WHAT THE TASK ASKS: Nothing in the data should be altered when it is repeated in full.
***
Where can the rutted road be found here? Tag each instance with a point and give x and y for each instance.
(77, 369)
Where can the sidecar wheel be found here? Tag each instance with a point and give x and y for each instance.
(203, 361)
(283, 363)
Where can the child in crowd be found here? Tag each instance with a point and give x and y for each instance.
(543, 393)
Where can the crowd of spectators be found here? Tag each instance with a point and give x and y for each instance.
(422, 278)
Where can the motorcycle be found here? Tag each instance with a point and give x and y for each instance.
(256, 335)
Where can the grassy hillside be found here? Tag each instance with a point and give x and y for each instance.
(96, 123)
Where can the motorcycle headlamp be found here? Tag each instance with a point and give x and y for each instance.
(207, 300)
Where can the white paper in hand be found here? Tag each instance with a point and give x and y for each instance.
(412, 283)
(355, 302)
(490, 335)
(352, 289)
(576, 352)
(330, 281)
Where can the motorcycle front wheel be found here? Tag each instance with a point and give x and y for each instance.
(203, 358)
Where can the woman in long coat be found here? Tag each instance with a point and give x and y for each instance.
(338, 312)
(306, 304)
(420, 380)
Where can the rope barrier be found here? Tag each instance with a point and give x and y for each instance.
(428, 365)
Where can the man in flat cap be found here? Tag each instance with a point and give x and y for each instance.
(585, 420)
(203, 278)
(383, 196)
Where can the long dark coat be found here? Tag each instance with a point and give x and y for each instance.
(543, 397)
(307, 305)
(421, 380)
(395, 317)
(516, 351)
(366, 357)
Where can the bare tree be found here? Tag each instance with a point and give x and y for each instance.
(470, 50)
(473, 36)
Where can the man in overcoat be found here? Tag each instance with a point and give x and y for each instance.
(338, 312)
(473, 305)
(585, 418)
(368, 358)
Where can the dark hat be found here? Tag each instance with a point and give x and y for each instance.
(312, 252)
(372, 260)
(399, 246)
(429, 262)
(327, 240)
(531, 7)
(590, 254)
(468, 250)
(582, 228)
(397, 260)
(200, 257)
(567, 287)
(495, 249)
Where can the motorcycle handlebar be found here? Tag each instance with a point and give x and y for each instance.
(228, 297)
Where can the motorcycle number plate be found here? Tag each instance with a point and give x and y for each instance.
***
RESPONSE TO THIS TASK:
Where can the rutted road be found here? Tag each instance with a point and give x and y for each instance.
(77, 369)
Where can the sidecar wheel be found here? Tag each instance with a point and give x and y for each instance.
(203, 361)
(283, 363)
Where can the child in crowd be found here? Tag each instance with a point and give x and y for each instance.
(543, 393)
Where can the crowd of spectators be found here? Tag each instance with a point and give x and y for each instance.
(422, 278)
Where can the motorcycle be found here? Tag each instance with a point and give x and y for each instance.
(256, 335)
Where can the grassy hillside be found here? Tag each instance with a point and give x and y for each instance.
(96, 123)
Where can the motorcycle headlamp be found here? Tag each instance with a point and give x and y for each instance.
(207, 300)
Where can the white paper in hand be found here? Tag each instance with a point and give x and y for each instance.
(412, 283)
(355, 302)
(490, 335)
(352, 289)
(576, 352)
(330, 281)
Where can the motorcycle front wheel be found here? Tag each instance with a point and give x and y for each instance.
(203, 358)
Where can the woman in long coat be found here? Tag each instance with a point and give x and y for each instance.
(338, 312)
(306, 304)
(420, 380)
Where can the rope barrier be found here? Tag each instance with a point and give x and y for each instance.
(428, 365)
Where can the man in flat cap be found here? Tag each instance with a point and give x and y for each instance.
(585, 420)
(203, 278)
(383, 196)
Where can the long dark coat be found here? Tag each instance with a point and give x and y for each instance.
(543, 397)
(307, 305)
(421, 380)
(395, 317)
(516, 351)
(366, 357)
Where can the bare tree be found here? Tag each instance with a point and give x and y for each instance.
(470, 50)
(473, 36)
Where can the man in overcoat be found here? Tag each instance with a point and give x and y for each instance.
(338, 312)
(473, 305)
(585, 418)
(368, 358)
Where can the dark hat be found here? Tag each instance with a point and give x and y for each instance.
(312, 252)
(372, 260)
(399, 246)
(429, 262)
(327, 240)
(531, 7)
(590, 254)
(468, 250)
(582, 228)
(397, 260)
(200, 257)
(567, 287)
(495, 249)
Where can the motorcycle handlebar be found here? Tag each instance with a point and give x and y for each instance.
(228, 297)
Where can the motorcycle number plate be found here? Tag each instance with a point and give x and y for each instance.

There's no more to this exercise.